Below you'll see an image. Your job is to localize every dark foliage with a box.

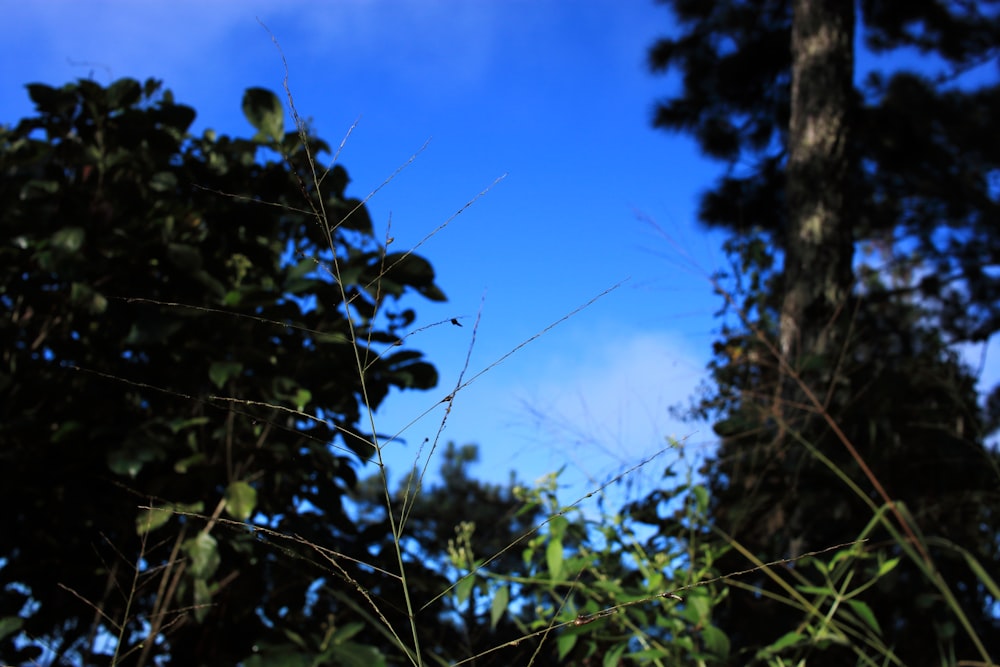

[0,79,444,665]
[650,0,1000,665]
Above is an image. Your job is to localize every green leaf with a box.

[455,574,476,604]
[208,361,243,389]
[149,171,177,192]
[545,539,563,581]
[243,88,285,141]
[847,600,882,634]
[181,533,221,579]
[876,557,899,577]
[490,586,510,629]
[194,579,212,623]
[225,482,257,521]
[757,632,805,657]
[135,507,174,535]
——
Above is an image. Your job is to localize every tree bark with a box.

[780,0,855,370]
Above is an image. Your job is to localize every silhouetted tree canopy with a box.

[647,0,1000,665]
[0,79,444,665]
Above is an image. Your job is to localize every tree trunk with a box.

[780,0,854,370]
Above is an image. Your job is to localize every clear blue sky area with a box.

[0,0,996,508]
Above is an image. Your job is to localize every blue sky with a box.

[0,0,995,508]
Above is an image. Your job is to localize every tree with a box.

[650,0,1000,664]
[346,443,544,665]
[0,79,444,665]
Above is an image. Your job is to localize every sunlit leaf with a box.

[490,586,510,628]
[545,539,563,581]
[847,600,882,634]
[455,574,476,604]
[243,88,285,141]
——
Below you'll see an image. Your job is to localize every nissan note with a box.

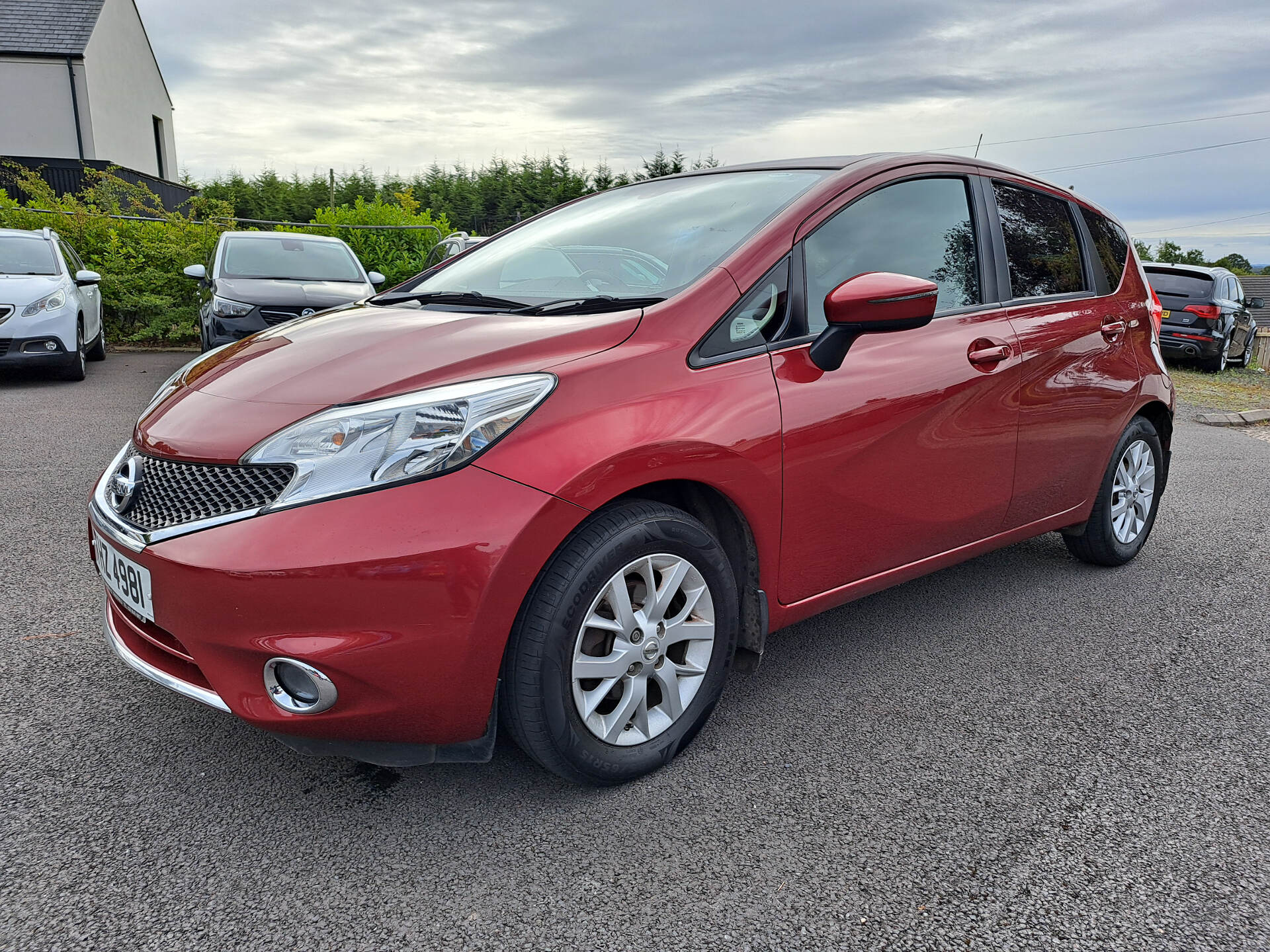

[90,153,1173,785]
——
__Short task__
Repeat word for word everything from the line containing "foliage with a box." down to the line containing "[135,507,174,535]", both included, and leave the pictures out.

__Result of the exercise__
Below you'll see an image. Your job is to localize every dark foliage with a box.


[0,79,444,665]
[650,0,1000,665]
Above is an image. Your job is to localize every green leaf with a box.

[455,574,476,604]
[208,361,243,389]
[149,171,177,192]
[545,539,563,581]
[243,88,285,141]
[847,600,882,634]
[181,533,221,579]
[876,557,899,577]
[490,586,510,629]
[194,579,212,623]
[225,482,257,521]
[757,632,805,657]
[135,507,174,535]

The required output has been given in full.